Set problem:
Reproduce all of the data exactly.

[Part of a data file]
BEGIN

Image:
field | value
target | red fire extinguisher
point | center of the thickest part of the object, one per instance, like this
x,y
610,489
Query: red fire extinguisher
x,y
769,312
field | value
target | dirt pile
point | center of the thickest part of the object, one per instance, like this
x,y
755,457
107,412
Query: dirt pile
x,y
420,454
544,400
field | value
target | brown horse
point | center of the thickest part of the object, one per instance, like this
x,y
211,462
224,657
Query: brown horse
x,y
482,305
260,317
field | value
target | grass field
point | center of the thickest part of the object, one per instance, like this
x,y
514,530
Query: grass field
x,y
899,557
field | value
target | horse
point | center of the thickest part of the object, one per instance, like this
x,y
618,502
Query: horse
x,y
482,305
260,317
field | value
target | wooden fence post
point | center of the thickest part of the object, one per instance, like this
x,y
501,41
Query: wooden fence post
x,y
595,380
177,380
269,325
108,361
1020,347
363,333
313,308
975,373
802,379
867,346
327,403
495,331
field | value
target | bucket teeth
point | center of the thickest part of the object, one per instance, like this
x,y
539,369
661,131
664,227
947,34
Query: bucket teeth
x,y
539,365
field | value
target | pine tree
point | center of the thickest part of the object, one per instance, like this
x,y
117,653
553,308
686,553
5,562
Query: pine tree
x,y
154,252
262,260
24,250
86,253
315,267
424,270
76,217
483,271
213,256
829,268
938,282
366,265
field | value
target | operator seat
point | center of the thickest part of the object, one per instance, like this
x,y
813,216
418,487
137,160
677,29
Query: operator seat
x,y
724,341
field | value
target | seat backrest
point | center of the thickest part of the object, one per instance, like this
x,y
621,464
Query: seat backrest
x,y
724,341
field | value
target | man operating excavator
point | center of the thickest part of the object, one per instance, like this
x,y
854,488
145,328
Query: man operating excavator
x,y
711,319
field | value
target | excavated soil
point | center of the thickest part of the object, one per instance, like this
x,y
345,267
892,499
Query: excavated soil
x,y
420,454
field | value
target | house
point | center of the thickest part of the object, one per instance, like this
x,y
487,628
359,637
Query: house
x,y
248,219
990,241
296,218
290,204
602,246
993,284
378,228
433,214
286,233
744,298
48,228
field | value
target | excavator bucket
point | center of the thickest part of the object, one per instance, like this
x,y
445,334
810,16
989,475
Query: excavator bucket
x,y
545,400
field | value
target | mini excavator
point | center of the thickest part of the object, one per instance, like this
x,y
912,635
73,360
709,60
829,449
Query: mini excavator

END

Reply:
Image:
field | value
target | red fire extinguisher
point | center of the thickest part of the object, one per instance, like this
x,y
610,489
Query: red fire extinguisher
x,y
769,312
field | value
target | dirt pile
point | center of the thickest part of the object, one per instance, like this
x,y
755,457
107,412
Query: dirt pile
x,y
420,454
544,400
field | value
target | brown horse
point | center of the thickest part of the object, one per instance, like this
x,y
211,462
224,657
Query: brown horse
x,y
482,305
260,317
field | value
target | grass field
point | center of the thickest part of the object, one per instance, like this
x,y
514,530
Query: grass field
x,y
899,557
field | value
target | horse
point | center of the thickest part of the object, one per instance, like this
x,y
618,502
Query: horse
x,y
482,305
260,317
field | value
target | wooden fence post
point | center of the thickest part of the object, one per instance, like this
x,y
501,41
Query: wooden fence post
x,y
595,380
177,380
269,325
108,361
1020,347
363,333
313,308
975,373
802,379
867,346
327,403
495,331
field | value
target | bucket teeth
point | center of the thickest part of the object, one per instance, like this
x,y
539,369
661,131
664,227
947,34
Query: bucket teeth
x,y
539,365
field | value
target | pine tree
point | center of the thickest part of the object, one per instance, like this
x,y
117,653
553,308
686,553
5,562
Query: pine tree
x,y
154,252
262,260
24,250
86,253
315,267
424,270
76,217
483,271
213,256
829,268
938,282
366,265
field | value
target | operator seat
point | center of the thickest part of the object, one per instance, like this
x,y
813,216
418,487
137,160
677,29
Query: operator seat
x,y
724,341
field | value
target | seat backrest
point | center of the thickest part of the object, one per instance, like this
x,y
621,464
Query: seat backrest
x,y
724,341
field | value
target | man operating excavator
point | center of the thickest part of the object, one per instance, like this
x,y
854,488
145,328
Query: man operating excavator
x,y
711,319
field | value
target | excavated soil
point | center of the thickest part of the object, one per instance, like this
x,y
345,267
892,499
Query: excavated soil
x,y
420,454
field | value
target | house
point | center of the thickest part of the object, one per instance, like this
x,y
487,628
359,637
Query: house
x,y
248,219
990,241
296,218
290,204
602,246
993,284
378,228
433,214
286,233
744,298
48,228
field | value
target | excavator bucket
point | center of the thickest part of the object, one per instance, like this
x,y
445,334
810,16
989,475
Query: excavator bucket
x,y
545,400
field | value
target | mini excavator
point | center of the thickest part of the object, one per instance, like this
x,y
912,635
73,360
709,60
829,449
Query: mini excavator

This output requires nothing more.